El Espectador

Dejar ver lo oculto

- MAURICIO GARCÍA VILLEGAS

JUAN GABRIEL VÁSQUEZ ACABA DE publicar Volver la vista atrás, un libro que cuenta los años insólitos de la vida de Sergio Cabrera cuando su padre, el artista español Fausto Cabrera, tomó la decisión de enviarlo a China con su hermana Marianela, siendo ambos adolescent­es, para que se formaran como revolucion­arios y luego, después de pasar allí cuatro años, los mandó a la guerrilla colombiana para que pusieran en práctica lo aprendido en China.

La lectura de Volver la vista atrás me sumió en ese estado de gracia que solo los mejores libros producen, con mi mente extraviada en las imágenes de Sergio y Marianela en Pekín, tan niños, aprendiend­o a ser Guardias Rojos y agobiados por la carga inmensa de tener que cambiar el mundo en unos pocos años. Una vez terminada la lectura y como para mantener el encantamie­nto, vi todos los videos en los que Vásquez habla de su libro, algunos de ellos en diálogo con el propio Sergio Cabrera. Cuando le preguntan sobre el impulso que lo llevó a escribirlo, Vásquez dice lo siguiente: “Me sentí intrigado por la manera como los hechos políticos se encadenan para imponerse en nuestras vidas; por esa fatalidad que encadena el ingreso de Sergio a la guerrilla con la expulsión de su padre de la España republican­a y esta, a su turno, con la decisión de Franco de derrocar al gobierno republican­o”.

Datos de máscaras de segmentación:
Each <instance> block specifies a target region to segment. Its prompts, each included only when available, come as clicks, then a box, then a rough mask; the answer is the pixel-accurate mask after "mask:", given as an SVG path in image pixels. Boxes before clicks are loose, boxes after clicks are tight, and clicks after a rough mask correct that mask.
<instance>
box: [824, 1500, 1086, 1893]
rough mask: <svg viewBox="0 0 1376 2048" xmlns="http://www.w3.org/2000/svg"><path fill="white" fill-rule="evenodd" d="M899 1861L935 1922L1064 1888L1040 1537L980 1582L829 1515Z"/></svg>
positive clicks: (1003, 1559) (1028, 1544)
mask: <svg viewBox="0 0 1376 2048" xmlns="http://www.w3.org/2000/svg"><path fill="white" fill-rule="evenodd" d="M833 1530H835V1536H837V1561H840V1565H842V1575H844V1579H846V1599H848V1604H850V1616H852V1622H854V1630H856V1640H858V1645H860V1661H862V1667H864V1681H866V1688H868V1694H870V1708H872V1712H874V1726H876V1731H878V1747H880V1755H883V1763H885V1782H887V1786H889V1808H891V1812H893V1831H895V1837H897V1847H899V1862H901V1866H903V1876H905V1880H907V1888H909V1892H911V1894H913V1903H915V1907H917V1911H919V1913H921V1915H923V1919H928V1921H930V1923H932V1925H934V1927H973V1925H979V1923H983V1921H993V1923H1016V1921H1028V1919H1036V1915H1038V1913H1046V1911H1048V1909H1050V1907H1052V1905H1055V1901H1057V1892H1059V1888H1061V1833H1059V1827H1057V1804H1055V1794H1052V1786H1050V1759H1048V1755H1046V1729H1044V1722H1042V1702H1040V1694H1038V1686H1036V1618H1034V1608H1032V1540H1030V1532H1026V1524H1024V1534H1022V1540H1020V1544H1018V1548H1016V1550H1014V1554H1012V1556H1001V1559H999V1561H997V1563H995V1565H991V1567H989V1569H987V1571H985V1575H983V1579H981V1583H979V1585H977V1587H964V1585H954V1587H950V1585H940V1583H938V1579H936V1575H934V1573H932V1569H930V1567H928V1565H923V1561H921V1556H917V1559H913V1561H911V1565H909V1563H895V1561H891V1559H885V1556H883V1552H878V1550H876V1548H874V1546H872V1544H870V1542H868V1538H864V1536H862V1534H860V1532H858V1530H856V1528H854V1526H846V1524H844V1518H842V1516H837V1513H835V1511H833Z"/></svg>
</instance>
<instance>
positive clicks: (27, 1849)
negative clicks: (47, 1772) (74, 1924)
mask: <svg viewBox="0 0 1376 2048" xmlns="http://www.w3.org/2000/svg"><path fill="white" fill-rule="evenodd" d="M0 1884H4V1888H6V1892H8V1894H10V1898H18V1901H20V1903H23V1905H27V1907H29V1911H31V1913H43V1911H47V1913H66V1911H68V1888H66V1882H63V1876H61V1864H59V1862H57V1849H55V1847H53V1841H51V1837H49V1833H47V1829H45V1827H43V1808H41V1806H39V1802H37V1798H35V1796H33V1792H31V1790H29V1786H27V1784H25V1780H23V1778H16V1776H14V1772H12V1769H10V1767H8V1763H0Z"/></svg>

TAREAS ::
1) En la columna sobre Volver la vista atrás, ¿cuántos años pasaron Sergio y Marianela Cabrera en China antes de ir a la guerrilla colombiana?
2) Prosigue la columna sobre Volver la vista atrás a partir del punto en que termina.

RESPUESTAS DEL EJERCICIO ::
1) Cuatro años.

2)
Yo también quedé fascinado con esos hechos enlazados que gobiernan la vida como hilos de marioneta. Pero en mi lectura yo vi emociones ideológica­s, más que hechos políticos: el odio vengador de Franco contra los liberales españoles, que aviva el fanatismo opuesto y simétrico de Fausto Cabrera, que luego él mismo inocula en sus hijos adolescent­es. Sea lo que fuere, esos hilos encadenado­s son una metáfora de nuestra historia. Don Carlos E. Restrepo, en el siglo XIX, hablaba de “los viejos y queridos odios” que alimentaba­n las guerras civiles, los mismos que pasaron luego por muchas generacion­es y todavía persisten, resentidos, tras el ropaje de las nuevas modas ideológica­s.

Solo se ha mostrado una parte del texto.